Write out every record below exactly as it appears.

[Raw records]

* Begin *

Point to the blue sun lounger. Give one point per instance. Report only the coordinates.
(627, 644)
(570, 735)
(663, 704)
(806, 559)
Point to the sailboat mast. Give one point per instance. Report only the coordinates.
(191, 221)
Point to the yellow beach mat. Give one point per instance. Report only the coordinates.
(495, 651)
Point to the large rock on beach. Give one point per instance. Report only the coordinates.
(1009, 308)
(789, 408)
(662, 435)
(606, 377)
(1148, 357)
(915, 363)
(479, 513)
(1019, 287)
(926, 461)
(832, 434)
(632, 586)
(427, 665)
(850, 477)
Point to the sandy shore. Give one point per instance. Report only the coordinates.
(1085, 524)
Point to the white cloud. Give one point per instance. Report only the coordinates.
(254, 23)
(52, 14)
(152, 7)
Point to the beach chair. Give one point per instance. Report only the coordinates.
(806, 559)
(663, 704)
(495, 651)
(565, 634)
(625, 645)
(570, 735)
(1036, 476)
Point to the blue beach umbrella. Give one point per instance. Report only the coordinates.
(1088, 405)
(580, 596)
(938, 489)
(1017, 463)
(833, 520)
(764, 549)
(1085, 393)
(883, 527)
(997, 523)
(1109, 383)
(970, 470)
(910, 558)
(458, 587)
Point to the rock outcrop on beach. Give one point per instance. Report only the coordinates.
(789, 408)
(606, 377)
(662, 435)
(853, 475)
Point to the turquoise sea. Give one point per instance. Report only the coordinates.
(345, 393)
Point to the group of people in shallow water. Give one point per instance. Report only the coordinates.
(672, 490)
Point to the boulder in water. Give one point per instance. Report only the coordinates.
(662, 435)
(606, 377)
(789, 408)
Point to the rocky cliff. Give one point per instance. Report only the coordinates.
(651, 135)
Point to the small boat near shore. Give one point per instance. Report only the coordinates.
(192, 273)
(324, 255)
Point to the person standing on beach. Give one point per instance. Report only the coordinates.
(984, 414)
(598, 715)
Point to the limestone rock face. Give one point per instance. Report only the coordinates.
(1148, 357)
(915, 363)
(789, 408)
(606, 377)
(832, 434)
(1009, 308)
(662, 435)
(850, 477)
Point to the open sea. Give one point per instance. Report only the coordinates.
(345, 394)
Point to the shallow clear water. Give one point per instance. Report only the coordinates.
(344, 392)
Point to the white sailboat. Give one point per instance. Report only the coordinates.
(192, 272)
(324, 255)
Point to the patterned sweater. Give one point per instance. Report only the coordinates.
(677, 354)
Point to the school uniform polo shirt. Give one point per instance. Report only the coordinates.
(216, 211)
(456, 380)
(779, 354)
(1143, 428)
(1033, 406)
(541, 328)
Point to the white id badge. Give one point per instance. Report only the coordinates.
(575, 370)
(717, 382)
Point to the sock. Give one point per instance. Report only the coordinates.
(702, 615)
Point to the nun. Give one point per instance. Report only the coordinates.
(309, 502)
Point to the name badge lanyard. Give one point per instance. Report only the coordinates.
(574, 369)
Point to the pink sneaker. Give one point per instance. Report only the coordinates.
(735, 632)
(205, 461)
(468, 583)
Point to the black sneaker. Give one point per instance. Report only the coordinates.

* End *

* TASK ANSWER:
Point to the blue sun lounger. Give one point per instance. Report only the coordinates.
(627, 644)
(570, 735)
(663, 704)
(806, 559)
Point to the sailboat mast. Give one point per instance. Report only the coordinates.
(191, 221)
Point to the yellow beach mat. Give one point per instance. Report only the coordinates.
(495, 651)
Point to the large rock on beach. Give one point per instance. Report only the coordinates.
(1009, 308)
(789, 408)
(662, 435)
(606, 377)
(1148, 357)
(915, 363)
(479, 513)
(1019, 287)
(926, 461)
(832, 434)
(632, 586)
(427, 665)
(850, 477)
Point to the sandy shore. Give one point per instance. Report only the coordinates.
(1085, 524)
Point to the white cloud. Give one point per instance. Report only the coordinates.
(254, 23)
(52, 14)
(152, 7)
Point to the beach chair. Give one point per instance. Report only the coordinates.
(806, 559)
(663, 704)
(495, 651)
(565, 634)
(625, 645)
(570, 735)
(1036, 476)
Point to the blue beach umbrella. Give one point per instance. Report only the coordinates.
(1088, 405)
(580, 596)
(938, 489)
(1017, 463)
(833, 520)
(764, 549)
(1085, 393)
(883, 527)
(997, 523)
(1109, 383)
(970, 470)
(910, 558)
(458, 587)
Point to the rock outcrop on beach. Give one point per instance. Report only the coordinates.
(789, 408)
(606, 377)
(662, 435)
(853, 475)
Point to the turquoise sea. Give one point per instance. Report only the coordinates.
(345, 393)
Point to the group of people in shallow water. Give one point per instance. Report only the coordinates.
(672, 490)
Point to the boulder in water. Give one point per instance. Report only the coordinates.
(662, 435)
(606, 377)
(789, 408)
Point to the rocky cliff. Give one point per instance. Report only the coordinates.
(651, 135)
Point to the small boat near shore. Give one point per instance. Report only the coordinates.
(192, 273)
(324, 255)
Point to the person standing on beach. Give one point per instance. Report only the coordinates.
(984, 414)
(598, 715)
Point to the limestone rock face. Give one point per instance. Report only the coordinates.
(1148, 357)
(915, 363)
(789, 408)
(606, 377)
(832, 434)
(1009, 308)
(662, 435)
(850, 477)
Point to the open sea. Give one point per instance. Report only the coordinates.
(345, 394)
Point to the shallow clear water. Give one point per instance. Report only the coordinates.
(344, 392)
Point to the white sailboat. Give one point per instance. Report only the coordinates.
(192, 272)
(324, 255)
Point to the patterned sweater. Give one point per instance. Report only the coordinates.
(677, 354)
Point to the school uniform polo shirt. Give one point per instance. Report only the coordinates.
(216, 211)
(456, 380)
(779, 354)
(1143, 428)
(1033, 406)
(541, 328)
Point to the white id badge. Give one point per instance. Report only the coordinates.
(575, 370)
(717, 382)
Point to the sock. Give one point per instance. Report only the coordinates.
(702, 615)
Point to the nun. Give one point per instance. Report only the coordinates.
(309, 502)
Point to the name badge lanyard. Give one point per instance. Report only the coordinates.
(574, 369)
Point to the pink sneaker. Give one point per instance. Report only the coordinates.
(735, 632)
(205, 461)
(468, 583)
Point to the black sneaker. Give one point per instance. Report only the coordinates.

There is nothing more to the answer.